= Request 1 =
From the Angel Oliva autobiography, list every brother and sister whom the author describes by name.
= Request 2 =
Write out the passage of the Angel Oliva autobiography that starts at "Gumercinda: Very quiet" and ends at "had and raised.".

Angel Oliva, Sr
Angel Oliva’s own autobiography, describing his family, history, and the evolution of the Oliva Tobacco Company.
12/20/1907 – 8/31/1996
I was born in a small town by the name of Remates de Guane in the eastern province of Pinar del Rio, Cuba on December 20, 1907. My father, Juan Francisco Oliva, was a tall, strong, robust, good man of Spanish origin born in Cuba with a strict work ethic. His wife and 11 children were always the first priority in his life. My mother, Casimira Pino Duque de Oliva was a simple, sincere, hard working woman of Spanish origin via the Canary Islands. She dedicated herself to her home and the upbringing of her children. We lived in a small home with long hallways and a red adobe roof for a period of about two years. We were very poor and everyone had to work and carry their part of the load in order to make ends meet. “Making ends meet” in those days meant enough food to eat and clothes to wear. A description of my brothers and sisters follows:
Julio: The party man of the family. He was quite the playboy and was well known for the number of girlfriends he had in town.
Gumercinda: Very quiet and dedicated to the household. She was very sensitive and refined with very high morals.
Santiago: A man of very noble and sincere sentiments. Very hard working. Flora. Very much like my sister Gumercinda, she loved to work at home and take care of all of us as was evidenced by her own family of 11 children which she eventually had and raised.
Marcelino: Also known as Rudolf Valentino. Tall, handsome, hard working. Liked to dress well and was always in love.

= Data records =

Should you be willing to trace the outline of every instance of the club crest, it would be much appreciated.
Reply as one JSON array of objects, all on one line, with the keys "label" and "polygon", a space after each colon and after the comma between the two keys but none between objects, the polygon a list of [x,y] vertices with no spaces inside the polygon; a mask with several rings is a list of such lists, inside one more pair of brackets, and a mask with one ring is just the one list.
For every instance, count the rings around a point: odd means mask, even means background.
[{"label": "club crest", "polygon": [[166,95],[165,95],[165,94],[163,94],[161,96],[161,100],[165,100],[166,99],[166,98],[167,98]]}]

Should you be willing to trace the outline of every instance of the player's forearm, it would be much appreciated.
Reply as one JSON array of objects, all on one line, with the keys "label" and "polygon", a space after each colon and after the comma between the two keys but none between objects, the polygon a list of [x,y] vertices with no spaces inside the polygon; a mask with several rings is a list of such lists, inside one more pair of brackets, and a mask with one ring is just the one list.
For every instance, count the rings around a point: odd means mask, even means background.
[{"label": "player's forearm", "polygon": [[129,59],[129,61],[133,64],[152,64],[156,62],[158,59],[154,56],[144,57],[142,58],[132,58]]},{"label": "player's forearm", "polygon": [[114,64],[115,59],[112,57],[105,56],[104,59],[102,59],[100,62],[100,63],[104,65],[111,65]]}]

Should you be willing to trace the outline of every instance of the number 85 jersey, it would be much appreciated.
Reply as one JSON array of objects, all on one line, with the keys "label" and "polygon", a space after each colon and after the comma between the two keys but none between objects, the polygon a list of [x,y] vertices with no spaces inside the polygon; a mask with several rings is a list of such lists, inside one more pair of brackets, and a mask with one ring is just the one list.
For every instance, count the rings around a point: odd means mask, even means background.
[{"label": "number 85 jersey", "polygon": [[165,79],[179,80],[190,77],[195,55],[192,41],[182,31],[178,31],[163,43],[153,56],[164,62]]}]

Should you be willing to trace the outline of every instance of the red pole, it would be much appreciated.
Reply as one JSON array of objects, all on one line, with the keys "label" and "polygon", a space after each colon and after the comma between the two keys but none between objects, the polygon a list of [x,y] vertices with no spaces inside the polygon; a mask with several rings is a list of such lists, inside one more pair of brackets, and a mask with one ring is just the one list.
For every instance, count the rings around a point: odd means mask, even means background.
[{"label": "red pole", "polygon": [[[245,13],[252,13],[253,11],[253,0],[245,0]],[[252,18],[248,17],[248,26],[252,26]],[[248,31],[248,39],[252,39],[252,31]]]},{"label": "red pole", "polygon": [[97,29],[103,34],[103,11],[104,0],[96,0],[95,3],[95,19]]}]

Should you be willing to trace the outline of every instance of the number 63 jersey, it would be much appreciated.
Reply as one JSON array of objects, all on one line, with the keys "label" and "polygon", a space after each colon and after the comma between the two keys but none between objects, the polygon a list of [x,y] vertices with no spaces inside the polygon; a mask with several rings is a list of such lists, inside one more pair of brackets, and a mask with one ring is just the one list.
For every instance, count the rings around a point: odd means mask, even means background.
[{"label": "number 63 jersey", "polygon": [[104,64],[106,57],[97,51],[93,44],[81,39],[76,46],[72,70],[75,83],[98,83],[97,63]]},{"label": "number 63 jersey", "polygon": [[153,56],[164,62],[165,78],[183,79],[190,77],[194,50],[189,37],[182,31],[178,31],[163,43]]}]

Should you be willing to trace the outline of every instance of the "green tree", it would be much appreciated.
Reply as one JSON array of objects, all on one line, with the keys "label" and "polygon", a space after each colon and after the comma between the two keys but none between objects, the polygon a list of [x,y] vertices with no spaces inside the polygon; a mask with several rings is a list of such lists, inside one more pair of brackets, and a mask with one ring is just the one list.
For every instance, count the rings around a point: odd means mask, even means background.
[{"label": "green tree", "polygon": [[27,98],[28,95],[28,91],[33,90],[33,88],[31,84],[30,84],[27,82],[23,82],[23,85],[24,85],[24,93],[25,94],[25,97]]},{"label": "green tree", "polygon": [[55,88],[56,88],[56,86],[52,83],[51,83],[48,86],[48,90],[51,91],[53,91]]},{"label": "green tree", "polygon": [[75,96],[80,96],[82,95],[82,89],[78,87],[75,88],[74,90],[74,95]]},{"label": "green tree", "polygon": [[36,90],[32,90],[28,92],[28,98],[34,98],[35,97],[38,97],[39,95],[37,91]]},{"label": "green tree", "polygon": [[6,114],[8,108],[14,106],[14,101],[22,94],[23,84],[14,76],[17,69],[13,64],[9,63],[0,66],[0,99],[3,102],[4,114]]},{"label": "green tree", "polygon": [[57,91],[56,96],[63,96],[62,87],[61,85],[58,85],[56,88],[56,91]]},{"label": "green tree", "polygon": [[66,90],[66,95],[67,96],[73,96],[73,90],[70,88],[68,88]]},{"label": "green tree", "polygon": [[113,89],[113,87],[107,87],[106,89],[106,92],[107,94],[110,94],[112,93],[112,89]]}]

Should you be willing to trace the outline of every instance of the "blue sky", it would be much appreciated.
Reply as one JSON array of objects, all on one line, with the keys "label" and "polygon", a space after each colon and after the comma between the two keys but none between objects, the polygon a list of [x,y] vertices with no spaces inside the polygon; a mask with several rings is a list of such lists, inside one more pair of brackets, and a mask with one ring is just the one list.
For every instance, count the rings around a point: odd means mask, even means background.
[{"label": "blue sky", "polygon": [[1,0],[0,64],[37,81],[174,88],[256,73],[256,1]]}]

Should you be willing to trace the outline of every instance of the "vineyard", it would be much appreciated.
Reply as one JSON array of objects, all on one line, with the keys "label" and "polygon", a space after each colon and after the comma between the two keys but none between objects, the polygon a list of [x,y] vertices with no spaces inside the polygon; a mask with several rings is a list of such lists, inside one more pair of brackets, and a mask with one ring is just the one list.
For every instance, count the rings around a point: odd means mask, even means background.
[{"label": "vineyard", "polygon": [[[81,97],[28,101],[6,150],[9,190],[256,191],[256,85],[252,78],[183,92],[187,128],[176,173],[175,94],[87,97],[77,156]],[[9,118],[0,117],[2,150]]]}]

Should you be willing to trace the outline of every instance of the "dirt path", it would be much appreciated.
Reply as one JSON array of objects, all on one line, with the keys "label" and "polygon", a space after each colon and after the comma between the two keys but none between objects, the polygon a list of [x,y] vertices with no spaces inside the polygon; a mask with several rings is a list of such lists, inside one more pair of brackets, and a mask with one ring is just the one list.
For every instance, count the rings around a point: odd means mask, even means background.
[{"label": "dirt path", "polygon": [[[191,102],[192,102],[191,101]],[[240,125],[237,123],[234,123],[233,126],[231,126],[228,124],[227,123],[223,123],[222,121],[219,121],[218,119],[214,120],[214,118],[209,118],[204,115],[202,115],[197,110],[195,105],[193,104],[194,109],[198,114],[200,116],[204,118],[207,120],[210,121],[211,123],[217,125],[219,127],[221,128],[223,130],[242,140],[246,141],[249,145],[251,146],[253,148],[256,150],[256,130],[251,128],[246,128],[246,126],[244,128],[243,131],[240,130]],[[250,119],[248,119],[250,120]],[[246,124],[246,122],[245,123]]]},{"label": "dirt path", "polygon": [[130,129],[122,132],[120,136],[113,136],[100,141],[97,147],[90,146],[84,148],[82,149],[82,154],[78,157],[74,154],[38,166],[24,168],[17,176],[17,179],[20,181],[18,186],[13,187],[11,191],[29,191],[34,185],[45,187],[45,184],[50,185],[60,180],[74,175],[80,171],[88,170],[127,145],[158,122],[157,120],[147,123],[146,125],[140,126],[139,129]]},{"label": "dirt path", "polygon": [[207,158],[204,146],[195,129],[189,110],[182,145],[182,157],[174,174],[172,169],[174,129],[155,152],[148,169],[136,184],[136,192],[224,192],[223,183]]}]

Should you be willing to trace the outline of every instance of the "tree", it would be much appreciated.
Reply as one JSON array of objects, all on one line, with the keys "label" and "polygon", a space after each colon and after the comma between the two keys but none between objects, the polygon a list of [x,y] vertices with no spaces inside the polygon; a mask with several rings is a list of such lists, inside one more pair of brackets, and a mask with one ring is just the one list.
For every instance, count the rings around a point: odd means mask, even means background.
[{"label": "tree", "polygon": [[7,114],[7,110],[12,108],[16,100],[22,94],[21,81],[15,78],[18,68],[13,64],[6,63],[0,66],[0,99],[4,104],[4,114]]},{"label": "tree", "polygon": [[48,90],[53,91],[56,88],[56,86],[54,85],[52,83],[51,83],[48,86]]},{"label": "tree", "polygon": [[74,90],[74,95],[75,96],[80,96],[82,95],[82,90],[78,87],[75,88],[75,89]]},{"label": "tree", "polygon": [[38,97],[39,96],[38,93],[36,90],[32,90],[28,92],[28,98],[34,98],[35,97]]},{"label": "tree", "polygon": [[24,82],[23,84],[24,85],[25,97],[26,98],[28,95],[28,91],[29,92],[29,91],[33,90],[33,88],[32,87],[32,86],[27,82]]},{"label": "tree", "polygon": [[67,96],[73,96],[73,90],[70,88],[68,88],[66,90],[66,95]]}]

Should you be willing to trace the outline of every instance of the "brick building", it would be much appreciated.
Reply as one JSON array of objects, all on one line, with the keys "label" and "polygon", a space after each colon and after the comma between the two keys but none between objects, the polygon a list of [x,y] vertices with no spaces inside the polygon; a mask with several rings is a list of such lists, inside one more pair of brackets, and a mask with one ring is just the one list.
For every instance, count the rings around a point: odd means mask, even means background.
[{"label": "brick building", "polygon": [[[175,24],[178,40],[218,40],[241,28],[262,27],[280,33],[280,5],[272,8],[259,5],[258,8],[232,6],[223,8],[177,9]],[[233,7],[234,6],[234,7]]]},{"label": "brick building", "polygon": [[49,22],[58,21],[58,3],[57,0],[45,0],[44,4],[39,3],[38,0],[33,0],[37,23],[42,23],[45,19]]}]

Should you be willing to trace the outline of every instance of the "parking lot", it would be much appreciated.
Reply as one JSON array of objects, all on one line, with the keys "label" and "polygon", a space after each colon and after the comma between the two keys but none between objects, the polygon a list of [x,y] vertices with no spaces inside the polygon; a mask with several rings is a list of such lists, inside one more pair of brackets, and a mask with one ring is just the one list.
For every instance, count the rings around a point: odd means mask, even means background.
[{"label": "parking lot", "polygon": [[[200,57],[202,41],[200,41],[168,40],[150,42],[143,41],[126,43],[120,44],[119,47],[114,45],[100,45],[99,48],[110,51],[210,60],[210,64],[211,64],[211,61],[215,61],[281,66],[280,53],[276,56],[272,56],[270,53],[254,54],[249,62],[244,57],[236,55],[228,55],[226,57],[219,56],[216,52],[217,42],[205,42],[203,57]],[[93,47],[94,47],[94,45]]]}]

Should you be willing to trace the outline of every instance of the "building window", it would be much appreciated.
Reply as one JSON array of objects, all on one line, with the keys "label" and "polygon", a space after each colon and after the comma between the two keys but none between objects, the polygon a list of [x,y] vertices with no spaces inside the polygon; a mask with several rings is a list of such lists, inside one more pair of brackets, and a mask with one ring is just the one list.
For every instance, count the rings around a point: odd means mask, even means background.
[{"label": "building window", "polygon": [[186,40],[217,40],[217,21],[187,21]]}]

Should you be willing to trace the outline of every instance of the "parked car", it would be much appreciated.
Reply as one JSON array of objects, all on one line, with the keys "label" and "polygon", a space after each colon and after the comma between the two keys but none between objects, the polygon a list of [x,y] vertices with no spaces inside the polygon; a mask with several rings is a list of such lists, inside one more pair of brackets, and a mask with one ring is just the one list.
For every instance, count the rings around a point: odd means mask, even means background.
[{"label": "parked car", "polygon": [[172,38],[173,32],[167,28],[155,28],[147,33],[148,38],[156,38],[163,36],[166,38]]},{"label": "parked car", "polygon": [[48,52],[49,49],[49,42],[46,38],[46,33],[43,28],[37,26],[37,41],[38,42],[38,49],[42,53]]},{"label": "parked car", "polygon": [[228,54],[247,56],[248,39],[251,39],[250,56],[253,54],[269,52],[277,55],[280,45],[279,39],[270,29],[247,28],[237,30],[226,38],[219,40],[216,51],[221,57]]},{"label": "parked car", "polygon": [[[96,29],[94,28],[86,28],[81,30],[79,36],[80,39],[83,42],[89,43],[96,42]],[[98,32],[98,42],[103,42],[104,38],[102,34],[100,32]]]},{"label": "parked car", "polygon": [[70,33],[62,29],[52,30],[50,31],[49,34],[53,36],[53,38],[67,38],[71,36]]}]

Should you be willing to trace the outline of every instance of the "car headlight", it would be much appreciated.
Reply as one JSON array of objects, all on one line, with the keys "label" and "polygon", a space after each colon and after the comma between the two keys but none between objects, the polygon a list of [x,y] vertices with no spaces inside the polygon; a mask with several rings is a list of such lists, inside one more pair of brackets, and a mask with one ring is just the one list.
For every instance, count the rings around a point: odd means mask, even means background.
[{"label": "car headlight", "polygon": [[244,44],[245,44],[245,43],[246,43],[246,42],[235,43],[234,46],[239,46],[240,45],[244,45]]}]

= Correct output 1 =
Julio, Gumercinda, Santiago, Flora, Marcelino

= Correct output 2 =
Gumercinda: Very quiet and dedicated to the household. She was very sensitive and refined with very high morals.
Santiago: A man of very noble and sincere sentiments. Very hard working. Flora. Very much like my sister Gumercinda, she loved to work at home and take care of all of us as was evidenced by her own family of 11 children which she eventually had and raised.